Nothing in the records should be altered; retype them all exactly.

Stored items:

________

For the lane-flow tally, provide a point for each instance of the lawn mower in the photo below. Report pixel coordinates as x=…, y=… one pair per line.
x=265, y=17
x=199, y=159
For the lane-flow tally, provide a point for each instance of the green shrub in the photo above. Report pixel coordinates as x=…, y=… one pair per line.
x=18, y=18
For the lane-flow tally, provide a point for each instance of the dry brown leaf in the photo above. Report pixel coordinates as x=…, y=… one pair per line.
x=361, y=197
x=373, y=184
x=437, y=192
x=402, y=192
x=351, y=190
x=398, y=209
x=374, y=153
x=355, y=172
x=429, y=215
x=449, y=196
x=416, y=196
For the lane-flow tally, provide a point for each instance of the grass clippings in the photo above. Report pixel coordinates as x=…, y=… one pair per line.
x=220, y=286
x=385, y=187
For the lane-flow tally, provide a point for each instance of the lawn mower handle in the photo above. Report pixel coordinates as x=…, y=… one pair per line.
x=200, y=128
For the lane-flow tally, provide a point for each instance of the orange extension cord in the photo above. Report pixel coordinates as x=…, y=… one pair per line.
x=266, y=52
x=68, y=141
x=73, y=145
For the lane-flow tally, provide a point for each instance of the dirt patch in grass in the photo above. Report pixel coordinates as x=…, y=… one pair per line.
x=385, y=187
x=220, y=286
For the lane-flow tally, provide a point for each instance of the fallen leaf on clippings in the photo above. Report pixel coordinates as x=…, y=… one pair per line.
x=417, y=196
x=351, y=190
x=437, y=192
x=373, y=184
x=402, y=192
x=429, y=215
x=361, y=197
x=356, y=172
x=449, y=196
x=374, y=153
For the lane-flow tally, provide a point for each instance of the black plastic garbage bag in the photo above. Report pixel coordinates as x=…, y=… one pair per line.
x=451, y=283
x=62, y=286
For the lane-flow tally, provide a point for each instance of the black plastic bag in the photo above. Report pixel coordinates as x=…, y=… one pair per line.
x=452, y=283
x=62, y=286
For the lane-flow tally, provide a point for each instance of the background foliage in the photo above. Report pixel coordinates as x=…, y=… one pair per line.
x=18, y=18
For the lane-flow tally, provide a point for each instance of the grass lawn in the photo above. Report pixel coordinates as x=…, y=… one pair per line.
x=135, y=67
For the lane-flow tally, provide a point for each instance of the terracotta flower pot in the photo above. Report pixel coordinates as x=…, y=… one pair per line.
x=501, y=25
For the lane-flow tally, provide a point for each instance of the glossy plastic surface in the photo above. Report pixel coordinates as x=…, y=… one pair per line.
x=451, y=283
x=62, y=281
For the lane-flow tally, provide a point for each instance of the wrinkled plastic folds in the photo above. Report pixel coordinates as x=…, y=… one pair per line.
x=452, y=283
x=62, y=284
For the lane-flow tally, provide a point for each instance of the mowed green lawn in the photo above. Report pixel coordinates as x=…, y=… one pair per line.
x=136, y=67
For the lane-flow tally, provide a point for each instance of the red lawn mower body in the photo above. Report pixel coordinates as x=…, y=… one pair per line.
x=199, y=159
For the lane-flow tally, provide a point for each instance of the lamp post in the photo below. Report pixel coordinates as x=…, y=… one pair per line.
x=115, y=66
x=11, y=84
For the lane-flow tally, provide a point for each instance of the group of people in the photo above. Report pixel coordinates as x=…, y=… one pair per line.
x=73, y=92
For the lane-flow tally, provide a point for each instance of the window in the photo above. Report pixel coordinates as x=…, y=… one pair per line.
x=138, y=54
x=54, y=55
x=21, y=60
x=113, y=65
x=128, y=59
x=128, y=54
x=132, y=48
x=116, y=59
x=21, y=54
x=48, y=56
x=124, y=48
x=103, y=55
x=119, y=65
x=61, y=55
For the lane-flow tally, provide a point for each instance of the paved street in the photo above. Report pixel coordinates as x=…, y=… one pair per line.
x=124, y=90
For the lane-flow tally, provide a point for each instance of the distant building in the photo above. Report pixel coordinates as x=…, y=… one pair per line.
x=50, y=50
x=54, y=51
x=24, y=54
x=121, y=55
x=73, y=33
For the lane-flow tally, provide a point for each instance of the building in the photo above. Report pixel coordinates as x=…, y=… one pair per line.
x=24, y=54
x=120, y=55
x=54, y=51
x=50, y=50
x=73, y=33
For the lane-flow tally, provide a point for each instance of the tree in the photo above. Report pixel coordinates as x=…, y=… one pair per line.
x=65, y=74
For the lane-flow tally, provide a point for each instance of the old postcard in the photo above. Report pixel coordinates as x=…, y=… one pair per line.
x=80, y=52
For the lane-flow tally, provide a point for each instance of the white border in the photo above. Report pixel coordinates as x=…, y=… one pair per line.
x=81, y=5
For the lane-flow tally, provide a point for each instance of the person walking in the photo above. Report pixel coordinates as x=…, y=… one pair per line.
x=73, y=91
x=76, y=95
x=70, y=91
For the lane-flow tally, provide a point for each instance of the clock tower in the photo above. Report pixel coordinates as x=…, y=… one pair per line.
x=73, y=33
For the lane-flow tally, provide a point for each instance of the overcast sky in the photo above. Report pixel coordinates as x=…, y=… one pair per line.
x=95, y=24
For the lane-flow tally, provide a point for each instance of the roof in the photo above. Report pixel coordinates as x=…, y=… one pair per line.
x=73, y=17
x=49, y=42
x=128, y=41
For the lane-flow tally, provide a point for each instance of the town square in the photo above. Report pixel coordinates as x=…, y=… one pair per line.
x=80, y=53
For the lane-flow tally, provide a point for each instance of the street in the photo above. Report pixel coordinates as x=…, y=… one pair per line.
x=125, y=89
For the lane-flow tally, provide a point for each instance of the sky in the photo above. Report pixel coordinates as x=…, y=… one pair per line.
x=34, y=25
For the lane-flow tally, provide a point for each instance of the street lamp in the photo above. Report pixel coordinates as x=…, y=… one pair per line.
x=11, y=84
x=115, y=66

________

▸ **SOLUTION BELOW**
For the lane-flow tally, provide a point for each instance of the lawn mower in the photo below. Report pixel coordinates as x=…, y=… one pair per line.
x=265, y=17
x=199, y=159
For the lane-flow tally, provide a point for each instance of the green shrub in the photo above. Report pixel coordinates as x=…, y=… one pair per line.
x=18, y=18
For the lane-flow tally, provide a point for each instance of the dry brown leaf in the photo above. Report pixel coordinates as x=…, y=… one pair per line.
x=361, y=197
x=373, y=184
x=437, y=192
x=402, y=192
x=351, y=190
x=398, y=209
x=374, y=153
x=355, y=172
x=429, y=215
x=449, y=196
x=416, y=196
For the lane-flow tally, provide a point for each instance of the grass clippings in the photo above. Report pixel coordinates as x=…, y=… one pair per line.
x=220, y=286
x=385, y=187
For the lane-flow tally, provide a point for each instance of the lawn mower handle in the photo above. Report pixel coordinates as x=…, y=… one pair per line.
x=200, y=128
For the lane-flow tally, provide a point for each instance of the orange extension cord in the photo above. Report pixel coordinates as x=…, y=… one pair per line.
x=266, y=52
x=68, y=141
x=73, y=145
For the lane-flow tally, provide a point for each instance of the dirt patch in grass in the photo above. Report pixel coordinates as x=…, y=… one pair per line.
x=385, y=187
x=220, y=286
For the lane-flow tally, provide a point for each instance of the fallen leaf on clippings in the photo above. Report pixel coordinates as x=…, y=… one pair per line.
x=417, y=196
x=351, y=190
x=437, y=192
x=373, y=184
x=402, y=192
x=429, y=215
x=361, y=197
x=356, y=172
x=449, y=196
x=374, y=153
For the lane-flow tally, provide a point for each instance of the black plastic garbage bag in the photo above. Report pixel coordinates as x=…, y=… one pair per line.
x=451, y=283
x=62, y=286
For the lane-flow tally, provide a point for each instance of the black plastic bag in the photo above. Report pixel coordinates as x=…, y=… one pair per line.
x=452, y=283
x=62, y=286
For the lane-flow tally, provide a point for each instance of the background foliage in the photo above. Report pixel coordinates as x=…, y=… one pair per line.
x=18, y=18
For the lane-flow tally, provide a point for each instance of the grass lawn in the photo above. Report pixel coordinates as x=…, y=… one pair per line.
x=135, y=67
For the lane-flow tally, provide a point for each instance of the terracotta flower pot in the photo above. Report pixel coordinates as x=…, y=… one pair per line.
x=501, y=25
For the lane-flow tally, provide a point for each instance of the glossy plastic surface in the photo above. Report pixel coordinates as x=…, y=… one pair per line.
x=451, y=283
x=62, y=281
For the lane-flow tally, provide a point for each instance of the wrinkled plastic folds in the photo above. Report pixel coordinates as x=…, y=… one pair per line.
x=452, y=283
x=62, y=284
For the lane-flow tally, provide a point for each instance of the mowed green lawn in the photo above. Report pixel coordinates as x=…, y=… one pair per line.
x=136, y=67
For the lane-flow tally, provide a point for each instance of the red lawn mower body in the photo above. Report pixel coordinates as x=…, y=… one pair per line.
x=199, y=159
For the lane-flow tally, provide a point for each instance of the lamp post in the photo below. Report pixel coordinates as x=…, y=… one pair per line.
x=115, y=66
x=11, y=84
For the lane-flow tally, provide a point for each instance of the group of people in the photo above. Report pixel coordinates as x=…, y=… one pair per line.
x=73, y=92
For the lane-flow tally, provide a point for each instance of the window in the photo above. Report pixel coordinates as x=…, y=… one pair per line.
x=138, y=54
x=54, y=55
x=21, y=60
x=113, y=65
x=128, y=59
x=128, y=54
x=132, y=48
x=116, y=59
x=21, y=54
x=48, y=56
x=124, y=48
x=103, y=55
x=119, y=65
x=61, y=55
For the lane-flow tally, provide a point for each instance of the paved street in the photo above. Report pixel coordinates as x=…, y=… one pair per line.
x=124, y=90
For the lane-flow tally, provide a point for each instance of the distant building in the photo above. Report pixel coordinates as x=…, y=… one pair per line.
x=50, y=50
x=54, y=51
x=24, y=54
x=121, y=55
x=73, y=33
For the lane-flow tally, provide a point for each instance of the building in the photo above. Report pixel coordinates as x=…, y=… one pair per line.
x=24, y=54
x=120, y=55
x=54, y=51
x=50, y=50
x=73, y=33
For the lane-flow tally, provide a point for each instance of the tree in the photo above. Report pixel coordinates as x=…, y=… one pair per line.
x=65, y=74
For the lane-flow tally, provide a point for each instance of the old postcard in the photo above. Report pixel coordinates as x=…, y=… one pair per line.
x=80, y=52
For the lane-flow tally, provide a point for each instance of the white border in the photo above. Report pixel coordinates as x=…, y=… one pair per line.
x=81, y=5
For the lane-flow tally, provide a point for each instance of the person walking in the photo above. Report pixel coordinates as x=…, y=… one pair per line.
x=73, y=91
x=76, y=95
x=70, y=91
For the lane-flow tally, provide a point for each instance of the clock tower in the photo above. Report pixel coordinates as x=…, y=… one pair per line.
x=73, y=33
For the lane-flow tally, provide a point for each instance of the overcast sky in the photo above. Report pixel coordinates as x=…, y=… one pair per line.
x=95, y=24
For the lane-flow tally, provide a point for each instance of the roof in the photo above. Report pixel coordinates as x=…, y=… one pair per line.
x=73, y=17
x=49, y=42
x=128, y=41
For the lane-flow tally, provide a point for each instance of the town square in the photo above. Report pixel coordinates as x=…, y=… one pair per line.
x=80, y=53
For the lane-flow tally, provide a point for each instance of the street in the photo above. Report pixel coordinates as x=…, y=… one pair per line.
x=125, y=89
For the lane-flow tally, provide a point for each instance of the sky in the photo above. Report pixel coordinates as x=…, y=… one pair per line.
x=34, y=25
For the lane-flow tally, provide a point for each instance of the street lamp in the photo above. Report pixel coordinates as x=…, y=… one pair per line.
x=11, y=84
x=115, y=66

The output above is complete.